Task data:
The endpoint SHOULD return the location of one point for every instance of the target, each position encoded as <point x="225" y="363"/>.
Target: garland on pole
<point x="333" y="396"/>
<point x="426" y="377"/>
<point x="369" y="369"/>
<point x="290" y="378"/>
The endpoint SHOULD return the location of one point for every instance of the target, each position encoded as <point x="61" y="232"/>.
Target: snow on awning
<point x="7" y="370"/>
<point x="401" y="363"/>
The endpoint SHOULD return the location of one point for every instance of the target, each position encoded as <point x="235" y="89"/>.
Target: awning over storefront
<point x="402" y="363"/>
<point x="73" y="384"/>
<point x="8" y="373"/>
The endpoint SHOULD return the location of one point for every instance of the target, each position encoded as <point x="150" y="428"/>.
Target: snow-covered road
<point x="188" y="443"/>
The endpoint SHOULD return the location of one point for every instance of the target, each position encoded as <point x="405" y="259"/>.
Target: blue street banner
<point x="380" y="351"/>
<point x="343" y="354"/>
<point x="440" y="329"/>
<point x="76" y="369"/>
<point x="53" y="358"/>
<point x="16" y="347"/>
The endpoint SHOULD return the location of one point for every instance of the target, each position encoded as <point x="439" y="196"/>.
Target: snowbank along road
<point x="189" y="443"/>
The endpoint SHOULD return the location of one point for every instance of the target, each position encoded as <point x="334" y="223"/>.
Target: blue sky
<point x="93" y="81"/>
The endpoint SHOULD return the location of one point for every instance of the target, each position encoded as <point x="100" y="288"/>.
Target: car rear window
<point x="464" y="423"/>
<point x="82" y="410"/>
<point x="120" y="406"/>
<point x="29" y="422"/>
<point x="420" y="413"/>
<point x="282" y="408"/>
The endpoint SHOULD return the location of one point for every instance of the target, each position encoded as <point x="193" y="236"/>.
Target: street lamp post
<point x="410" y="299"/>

Task requirements:
Return each line of the material in which the word "instance" occurs.

Result of the exercise:
The endpoint SHOULD return the location of one point for every instance of the target, each position encoded as <point x="225" y="363"/>.
The endpoint SHOULD return the location of one point for every instance of the target, each position encoded as <point x="61" y="232"/>.
The endpoint SHOULD return the location of one point for every instance of the target, each position encoded as <point x="235" y="89"/>.
The endpoint SHOULD return the location of one point for every instance of the target, each position encoded as <point x="150" y="428"/>.
The endpoint SHOULD return the location of one point for every instance of the target, each position encoded as <point x="405" y="259"/>.
The endpoint SHOULD return the location of one point for every instance of the target, each position encoded as <point x="439" y="196"/>.
The endpoint SHOULD return the location of one point for every instance of the target, each position encoded as <point x="334" y="223"/>.
The endpoint SHOULD return the location of one point for every instance of the target, each position encoded as <point x="100" y="288"/>.
The endpoint SHOULD return the location of one point for every instance of the target, each position encoded as <point x="193" y="236"/>.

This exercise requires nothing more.